São Paulo, sábado, 03 de agosto de 2002

Índice

TEATRO

Após temporada no Rio, montagem que apresenta universo do poeta mato-grossense estréia hoje no Sesc Belenzinho

"Inutilezas" leva ao palco Manoel de Barros

PEDRO IVO DUBRA
DA REDAÇÃO

Poesia do chão, do detrito, do traste sem valor que comporta mais transcendência do que se suspeita, a obra de Manoel de Barros ganha a superfície do palco do Sesc Belenzinho hoje, com uma montagem carioca que antes fez temporada de quatro meses no Rio e se apresentou em São José do Rio Preto.
"Inutilezas" é mais uma direção de Moacir Chaves, 37, que já excursionou por outras recriações de universos literários (casos de "Viver!" e "Sermão da Quarta-Feira de Cinzas", a partir de Machado de Assis e padre Vieira, respectivamente). O roteiro do espetáculo é criação de Bianca Ramoneda, atriz que divide a cena com Gabriel Braga Nunes. Completa o time, digamos, in loco, o músico Pepê Barcellos.
Sim, porque, além do poeta, outras "participações" compõem o trabalho. Os músicos Pedro Luís e Hermeto Pascoal aportam contribuições distintas.
Enquanto o primeiro compôs a trilha sonora da peça, executada ao vivo por Barcellos com instrumentos como latas, chaleiras e outras tralhas, e uma "sinfonia de 33 pios", groove sampleado com apitos que imitam pássaros, uma gravação de Pascoal ao piano e seu depoimento, ainda que ininteligível em virtude da música, em off arrematam o espetáculo.
Ramoneda, 30, que também é escritora, conheceu Manoel de Barros durante o Prêmio Nestlé de Literatura, em 97. Ela concorria como estreante (com o livro "Só", que rendeu um monólogo) e o poeta, com atuais 86 anos, em outra categoria, de consagrados. A partir daí que começou a conhecer a obra poética do cuiabano e a se corresponder com ele.
Correio eletrônico ou a antiga mania de "cartear" dos artistas? "Manoel não fala com máquina. Que e-mail, que nada... E ele tem uma letrinha de formiga", explica a atriz, que obteve autorização irrestrita para adaptá-lo. Faça o que quiser com minha obra, disse o autor. O que a deixou um pouco assustada, diante das possibilidades que se abriam no vácuo da permissão sem freios.

----

* _Conjunto de tarefas_:
- a) Reproduza o trecho da reportagem sobre a peça "Inutilezas" que vai de "Poesia do chão, do" até "músico Pepê Barcellos.".
- b) Mostre todas as linhas abaixo que contêm a palavra "orange".

* _Linhas listadas_:
----

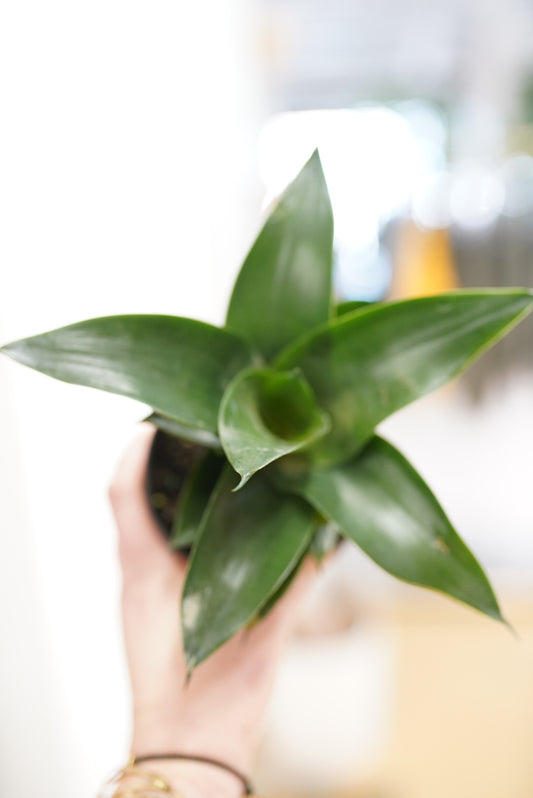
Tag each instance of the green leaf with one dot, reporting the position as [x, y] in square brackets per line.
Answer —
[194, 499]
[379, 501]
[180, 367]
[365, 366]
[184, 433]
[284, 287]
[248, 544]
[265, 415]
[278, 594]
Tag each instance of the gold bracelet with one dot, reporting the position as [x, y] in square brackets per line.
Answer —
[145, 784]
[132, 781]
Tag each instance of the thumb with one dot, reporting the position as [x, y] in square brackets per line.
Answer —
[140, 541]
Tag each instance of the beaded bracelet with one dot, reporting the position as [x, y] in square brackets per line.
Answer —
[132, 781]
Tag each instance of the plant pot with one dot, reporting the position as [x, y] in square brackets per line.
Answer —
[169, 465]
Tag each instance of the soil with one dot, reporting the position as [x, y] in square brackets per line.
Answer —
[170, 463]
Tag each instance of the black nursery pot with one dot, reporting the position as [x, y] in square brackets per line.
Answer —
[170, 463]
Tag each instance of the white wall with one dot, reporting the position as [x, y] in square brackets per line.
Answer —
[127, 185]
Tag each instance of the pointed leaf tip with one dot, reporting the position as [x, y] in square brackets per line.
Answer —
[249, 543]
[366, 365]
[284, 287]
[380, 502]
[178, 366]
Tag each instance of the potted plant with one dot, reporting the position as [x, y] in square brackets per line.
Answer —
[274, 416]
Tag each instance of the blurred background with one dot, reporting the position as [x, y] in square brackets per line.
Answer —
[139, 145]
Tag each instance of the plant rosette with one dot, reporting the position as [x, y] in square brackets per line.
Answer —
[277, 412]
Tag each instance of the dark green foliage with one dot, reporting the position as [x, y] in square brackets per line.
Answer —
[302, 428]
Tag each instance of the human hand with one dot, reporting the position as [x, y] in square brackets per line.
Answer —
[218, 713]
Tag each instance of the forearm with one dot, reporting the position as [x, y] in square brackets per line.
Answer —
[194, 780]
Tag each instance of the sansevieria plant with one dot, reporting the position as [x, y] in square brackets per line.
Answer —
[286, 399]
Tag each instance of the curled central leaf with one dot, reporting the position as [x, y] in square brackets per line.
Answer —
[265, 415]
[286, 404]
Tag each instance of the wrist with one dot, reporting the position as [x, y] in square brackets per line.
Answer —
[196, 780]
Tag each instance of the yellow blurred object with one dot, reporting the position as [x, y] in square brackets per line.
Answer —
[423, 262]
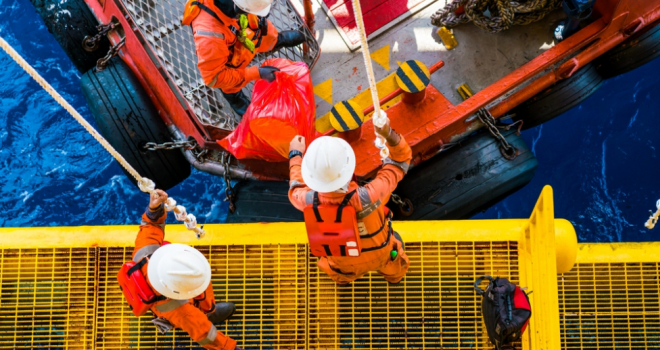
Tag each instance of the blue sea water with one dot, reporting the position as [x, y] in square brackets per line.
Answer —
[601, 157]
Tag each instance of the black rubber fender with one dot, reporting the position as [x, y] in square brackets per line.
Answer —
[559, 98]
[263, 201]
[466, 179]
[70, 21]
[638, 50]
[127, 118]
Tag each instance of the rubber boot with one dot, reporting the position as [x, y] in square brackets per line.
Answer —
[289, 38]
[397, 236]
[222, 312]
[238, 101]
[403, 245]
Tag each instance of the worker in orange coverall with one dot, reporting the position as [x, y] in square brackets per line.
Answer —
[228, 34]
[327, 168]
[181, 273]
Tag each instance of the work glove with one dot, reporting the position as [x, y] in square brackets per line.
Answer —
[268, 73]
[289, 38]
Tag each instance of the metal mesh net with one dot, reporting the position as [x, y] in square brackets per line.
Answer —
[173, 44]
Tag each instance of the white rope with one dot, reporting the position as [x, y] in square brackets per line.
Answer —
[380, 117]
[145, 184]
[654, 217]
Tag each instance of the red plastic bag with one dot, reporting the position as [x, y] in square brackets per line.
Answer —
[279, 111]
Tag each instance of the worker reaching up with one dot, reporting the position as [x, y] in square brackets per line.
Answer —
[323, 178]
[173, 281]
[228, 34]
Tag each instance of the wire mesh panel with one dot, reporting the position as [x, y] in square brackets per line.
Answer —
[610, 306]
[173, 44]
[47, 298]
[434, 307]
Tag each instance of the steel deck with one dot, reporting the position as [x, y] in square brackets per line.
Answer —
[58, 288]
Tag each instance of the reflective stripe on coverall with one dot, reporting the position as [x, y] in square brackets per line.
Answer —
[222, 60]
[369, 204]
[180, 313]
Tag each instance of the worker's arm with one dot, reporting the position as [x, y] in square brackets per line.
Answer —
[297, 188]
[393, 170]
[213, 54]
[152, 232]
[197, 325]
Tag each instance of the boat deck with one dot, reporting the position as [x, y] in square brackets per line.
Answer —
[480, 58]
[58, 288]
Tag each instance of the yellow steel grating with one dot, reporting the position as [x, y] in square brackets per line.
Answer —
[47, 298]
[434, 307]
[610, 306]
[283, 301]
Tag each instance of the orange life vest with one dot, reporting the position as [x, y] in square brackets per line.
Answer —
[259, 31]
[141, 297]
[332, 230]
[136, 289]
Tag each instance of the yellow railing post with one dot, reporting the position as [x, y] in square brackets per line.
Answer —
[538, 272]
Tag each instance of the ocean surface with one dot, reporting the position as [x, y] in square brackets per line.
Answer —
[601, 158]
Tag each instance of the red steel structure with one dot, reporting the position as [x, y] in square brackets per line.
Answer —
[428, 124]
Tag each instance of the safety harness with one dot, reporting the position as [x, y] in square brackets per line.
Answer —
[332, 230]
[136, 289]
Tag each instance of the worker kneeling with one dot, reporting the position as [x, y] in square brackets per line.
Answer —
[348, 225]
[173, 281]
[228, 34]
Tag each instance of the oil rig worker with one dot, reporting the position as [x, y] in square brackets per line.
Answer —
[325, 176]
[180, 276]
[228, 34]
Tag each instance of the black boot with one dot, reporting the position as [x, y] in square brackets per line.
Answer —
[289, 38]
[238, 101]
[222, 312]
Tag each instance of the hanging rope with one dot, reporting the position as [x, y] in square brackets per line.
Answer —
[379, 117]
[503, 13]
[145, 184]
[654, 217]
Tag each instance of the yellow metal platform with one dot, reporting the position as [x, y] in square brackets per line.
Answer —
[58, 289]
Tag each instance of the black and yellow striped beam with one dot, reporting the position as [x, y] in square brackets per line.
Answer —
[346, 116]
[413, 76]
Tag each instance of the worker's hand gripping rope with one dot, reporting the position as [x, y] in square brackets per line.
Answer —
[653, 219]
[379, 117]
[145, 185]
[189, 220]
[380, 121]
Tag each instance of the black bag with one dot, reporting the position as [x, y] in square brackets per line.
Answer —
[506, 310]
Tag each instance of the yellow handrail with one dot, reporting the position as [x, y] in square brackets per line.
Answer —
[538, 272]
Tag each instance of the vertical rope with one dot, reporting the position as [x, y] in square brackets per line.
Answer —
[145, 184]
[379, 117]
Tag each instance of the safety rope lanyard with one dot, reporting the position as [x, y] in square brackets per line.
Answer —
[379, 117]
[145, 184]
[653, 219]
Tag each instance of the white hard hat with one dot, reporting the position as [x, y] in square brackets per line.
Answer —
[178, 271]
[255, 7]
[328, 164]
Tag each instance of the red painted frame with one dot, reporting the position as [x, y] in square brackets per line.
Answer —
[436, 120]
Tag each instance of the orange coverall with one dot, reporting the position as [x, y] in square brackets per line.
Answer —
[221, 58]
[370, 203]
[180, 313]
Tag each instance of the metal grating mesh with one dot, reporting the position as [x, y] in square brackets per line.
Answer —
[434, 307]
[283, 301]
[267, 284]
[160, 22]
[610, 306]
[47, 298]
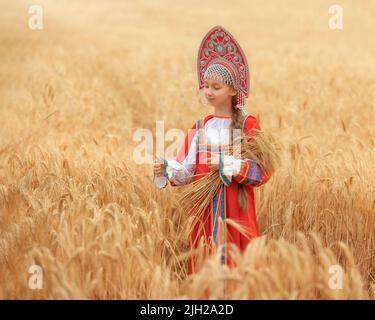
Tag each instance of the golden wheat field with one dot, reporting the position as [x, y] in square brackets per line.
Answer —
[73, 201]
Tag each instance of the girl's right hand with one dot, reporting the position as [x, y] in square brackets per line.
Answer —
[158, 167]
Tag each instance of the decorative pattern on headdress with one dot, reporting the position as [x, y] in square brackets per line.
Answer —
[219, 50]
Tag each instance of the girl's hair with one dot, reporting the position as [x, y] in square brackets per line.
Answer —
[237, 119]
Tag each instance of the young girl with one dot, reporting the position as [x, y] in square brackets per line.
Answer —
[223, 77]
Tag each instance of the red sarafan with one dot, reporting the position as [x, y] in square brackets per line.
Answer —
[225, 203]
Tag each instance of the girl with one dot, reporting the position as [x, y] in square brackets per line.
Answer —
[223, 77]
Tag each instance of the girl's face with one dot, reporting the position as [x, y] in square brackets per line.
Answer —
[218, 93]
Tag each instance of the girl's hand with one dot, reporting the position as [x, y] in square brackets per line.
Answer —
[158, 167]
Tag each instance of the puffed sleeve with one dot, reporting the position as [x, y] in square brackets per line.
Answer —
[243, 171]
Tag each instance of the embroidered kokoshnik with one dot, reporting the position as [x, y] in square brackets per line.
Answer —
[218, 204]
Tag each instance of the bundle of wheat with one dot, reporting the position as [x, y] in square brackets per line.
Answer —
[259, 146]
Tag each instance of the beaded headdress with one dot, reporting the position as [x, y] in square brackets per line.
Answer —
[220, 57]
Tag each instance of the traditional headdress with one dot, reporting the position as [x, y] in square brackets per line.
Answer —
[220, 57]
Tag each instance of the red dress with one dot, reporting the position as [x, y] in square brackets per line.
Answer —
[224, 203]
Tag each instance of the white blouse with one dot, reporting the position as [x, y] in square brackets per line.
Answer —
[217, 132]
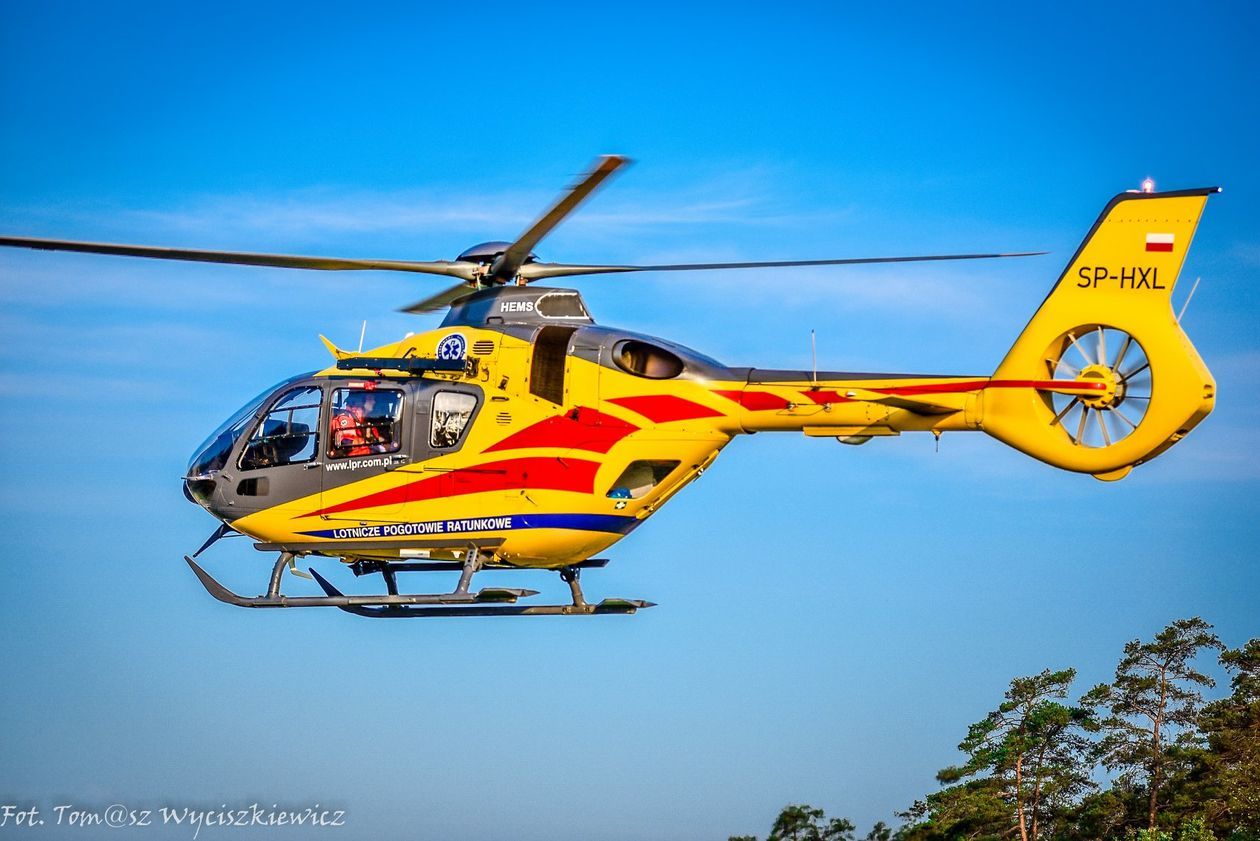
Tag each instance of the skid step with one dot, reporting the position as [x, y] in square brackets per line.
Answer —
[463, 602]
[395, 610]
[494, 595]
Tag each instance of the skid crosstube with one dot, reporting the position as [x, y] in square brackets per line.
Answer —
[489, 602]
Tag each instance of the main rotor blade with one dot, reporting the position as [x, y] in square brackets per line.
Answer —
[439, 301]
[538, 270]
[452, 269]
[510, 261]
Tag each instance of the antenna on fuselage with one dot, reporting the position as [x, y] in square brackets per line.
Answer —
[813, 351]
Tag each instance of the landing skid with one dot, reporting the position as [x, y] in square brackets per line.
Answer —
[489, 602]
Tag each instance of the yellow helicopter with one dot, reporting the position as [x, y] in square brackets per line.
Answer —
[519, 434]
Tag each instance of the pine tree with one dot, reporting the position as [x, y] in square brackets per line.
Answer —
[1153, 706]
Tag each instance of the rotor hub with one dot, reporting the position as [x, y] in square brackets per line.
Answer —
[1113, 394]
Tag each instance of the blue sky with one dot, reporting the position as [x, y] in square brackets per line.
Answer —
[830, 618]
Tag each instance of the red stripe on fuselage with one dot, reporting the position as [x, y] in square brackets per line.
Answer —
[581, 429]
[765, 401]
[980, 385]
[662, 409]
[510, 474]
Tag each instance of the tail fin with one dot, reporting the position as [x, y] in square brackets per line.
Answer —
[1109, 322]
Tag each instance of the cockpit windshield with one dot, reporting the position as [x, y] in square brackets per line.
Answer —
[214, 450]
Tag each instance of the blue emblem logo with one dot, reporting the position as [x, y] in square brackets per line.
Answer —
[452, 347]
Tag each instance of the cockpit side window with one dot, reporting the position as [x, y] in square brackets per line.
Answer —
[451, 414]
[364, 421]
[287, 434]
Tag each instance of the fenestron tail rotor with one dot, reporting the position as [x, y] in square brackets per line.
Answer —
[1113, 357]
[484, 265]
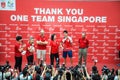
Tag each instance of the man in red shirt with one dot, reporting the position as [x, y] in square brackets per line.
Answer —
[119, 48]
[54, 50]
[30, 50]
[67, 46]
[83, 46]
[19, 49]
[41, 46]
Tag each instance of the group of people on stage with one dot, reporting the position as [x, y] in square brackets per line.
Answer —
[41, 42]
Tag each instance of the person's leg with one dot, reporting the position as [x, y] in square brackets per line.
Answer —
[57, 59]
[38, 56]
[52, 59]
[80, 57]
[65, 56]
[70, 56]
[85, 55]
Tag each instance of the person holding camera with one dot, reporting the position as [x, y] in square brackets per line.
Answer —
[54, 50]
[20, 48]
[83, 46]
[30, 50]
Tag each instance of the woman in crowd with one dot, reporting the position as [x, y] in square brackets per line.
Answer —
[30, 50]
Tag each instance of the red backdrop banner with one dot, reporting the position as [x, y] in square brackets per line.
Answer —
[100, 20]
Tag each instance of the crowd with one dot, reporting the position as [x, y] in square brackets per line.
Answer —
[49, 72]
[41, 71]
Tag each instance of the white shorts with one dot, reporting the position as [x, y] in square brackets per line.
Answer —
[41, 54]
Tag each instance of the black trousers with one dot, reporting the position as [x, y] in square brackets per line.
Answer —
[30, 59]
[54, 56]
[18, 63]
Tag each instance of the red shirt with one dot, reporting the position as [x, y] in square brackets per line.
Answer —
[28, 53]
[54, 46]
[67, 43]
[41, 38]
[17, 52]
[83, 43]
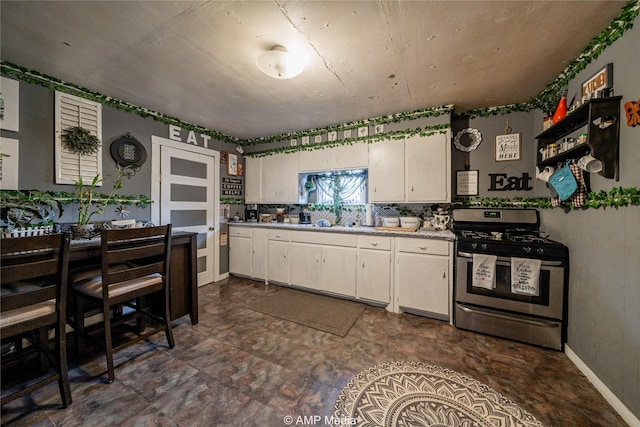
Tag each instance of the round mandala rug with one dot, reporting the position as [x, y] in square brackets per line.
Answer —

----

* _Respostas por tarefa_:
- a)
Poesia do chão, do detrito, do traste sem valor que comporta mais transcendência do que se suspeita, a obra de Manoel de Barros ganha a superfície do palco do Sesc Belenzinho hoje, com uma montagem carioca que antes fez temporada de quatro meses no Rio e se apresentou em São José do Rio Preto.
"Inutilezas" é mais uma direção de Moacir Chaves, 37, que já excursionou por outras recriações de universos literários (casos de "Viver!" e "Sermão da Quarta-Feira de Cinzas", a partir de Machado de Assis e padre Vieira, respectivamente). O roteiro do espetáculo é criação de Bianca Ramoneda, atriz que divide a cena com Gabriel Braga Nunes. Completa o time, digamos, in loco, o músico Pepê Barcellos.

- b)
Tag each instance of the worker in orange coverall with one dot, reporting the position as [x, y] in square brackets per line.
Tag each instance of the orange life vest with one dot, reporting the position as [x, y] in square brackets per line.
Tag each instance of the orange coverall with one dot, reporting the position as [x, y] in square brackets per line.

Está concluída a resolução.